#### EXERCISE DIRECTIONS:
Copy exactly the lines of the data below that run from the line holding "Query: dark rocky ridge" through the line holding "Where can the purple-tinted", both ends included.

#### Stored dataset items:
===

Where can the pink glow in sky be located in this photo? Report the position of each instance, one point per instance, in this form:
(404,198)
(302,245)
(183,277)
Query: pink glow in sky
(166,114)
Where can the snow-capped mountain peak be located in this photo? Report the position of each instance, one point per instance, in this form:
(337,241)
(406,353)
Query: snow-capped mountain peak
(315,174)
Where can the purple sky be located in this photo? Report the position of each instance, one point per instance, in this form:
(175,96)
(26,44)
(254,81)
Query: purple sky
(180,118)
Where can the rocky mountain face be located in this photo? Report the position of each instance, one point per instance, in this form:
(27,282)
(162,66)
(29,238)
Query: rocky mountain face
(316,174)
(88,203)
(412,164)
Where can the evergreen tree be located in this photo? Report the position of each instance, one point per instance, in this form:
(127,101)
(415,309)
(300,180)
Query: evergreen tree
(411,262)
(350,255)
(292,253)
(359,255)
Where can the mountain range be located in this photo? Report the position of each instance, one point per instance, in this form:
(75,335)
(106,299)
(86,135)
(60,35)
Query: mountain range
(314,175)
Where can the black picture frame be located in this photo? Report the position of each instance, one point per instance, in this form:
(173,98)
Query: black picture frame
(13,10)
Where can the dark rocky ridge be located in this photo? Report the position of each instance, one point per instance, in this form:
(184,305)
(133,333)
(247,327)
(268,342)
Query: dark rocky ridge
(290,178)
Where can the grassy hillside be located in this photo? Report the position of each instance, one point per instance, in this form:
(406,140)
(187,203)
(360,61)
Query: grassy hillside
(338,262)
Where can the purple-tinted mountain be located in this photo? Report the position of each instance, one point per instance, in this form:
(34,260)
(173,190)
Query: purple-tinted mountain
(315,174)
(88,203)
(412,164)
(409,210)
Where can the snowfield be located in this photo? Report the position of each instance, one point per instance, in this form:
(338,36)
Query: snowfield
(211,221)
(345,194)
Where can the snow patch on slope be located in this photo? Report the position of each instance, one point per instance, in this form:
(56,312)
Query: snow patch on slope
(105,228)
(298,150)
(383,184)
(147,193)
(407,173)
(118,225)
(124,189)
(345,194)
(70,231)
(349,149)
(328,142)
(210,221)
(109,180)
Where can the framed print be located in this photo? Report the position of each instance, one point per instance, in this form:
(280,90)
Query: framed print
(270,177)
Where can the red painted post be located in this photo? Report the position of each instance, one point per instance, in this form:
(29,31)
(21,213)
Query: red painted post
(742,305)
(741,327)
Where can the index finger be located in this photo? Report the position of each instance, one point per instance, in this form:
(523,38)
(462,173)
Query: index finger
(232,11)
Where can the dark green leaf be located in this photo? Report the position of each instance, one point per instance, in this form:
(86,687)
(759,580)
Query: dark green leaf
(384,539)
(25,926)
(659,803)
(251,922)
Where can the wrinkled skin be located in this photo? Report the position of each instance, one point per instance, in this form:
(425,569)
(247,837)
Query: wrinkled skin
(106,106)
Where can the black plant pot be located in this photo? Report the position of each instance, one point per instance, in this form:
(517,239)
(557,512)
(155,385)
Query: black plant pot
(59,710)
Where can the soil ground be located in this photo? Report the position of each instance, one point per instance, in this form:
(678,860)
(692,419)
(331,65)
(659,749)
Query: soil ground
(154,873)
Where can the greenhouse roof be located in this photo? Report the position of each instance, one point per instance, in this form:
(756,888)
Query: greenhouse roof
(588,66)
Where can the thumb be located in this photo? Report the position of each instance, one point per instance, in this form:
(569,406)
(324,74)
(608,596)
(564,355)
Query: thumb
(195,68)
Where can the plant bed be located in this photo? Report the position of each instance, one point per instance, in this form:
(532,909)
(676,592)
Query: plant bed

===

#### COMPLETED EXERCISE:
Query: dark rocky ridge
(290,178)
Where can the grassy hillside be located in this photo? Report the position of each instance, one point per instance, in this form:
(406,140)
(187,203)
(360,61)
Query: grassy hillside
(338,262)
Where can the purple-tinted mountain be located in this photo? Report the position of each instance, one point per instance, in this form:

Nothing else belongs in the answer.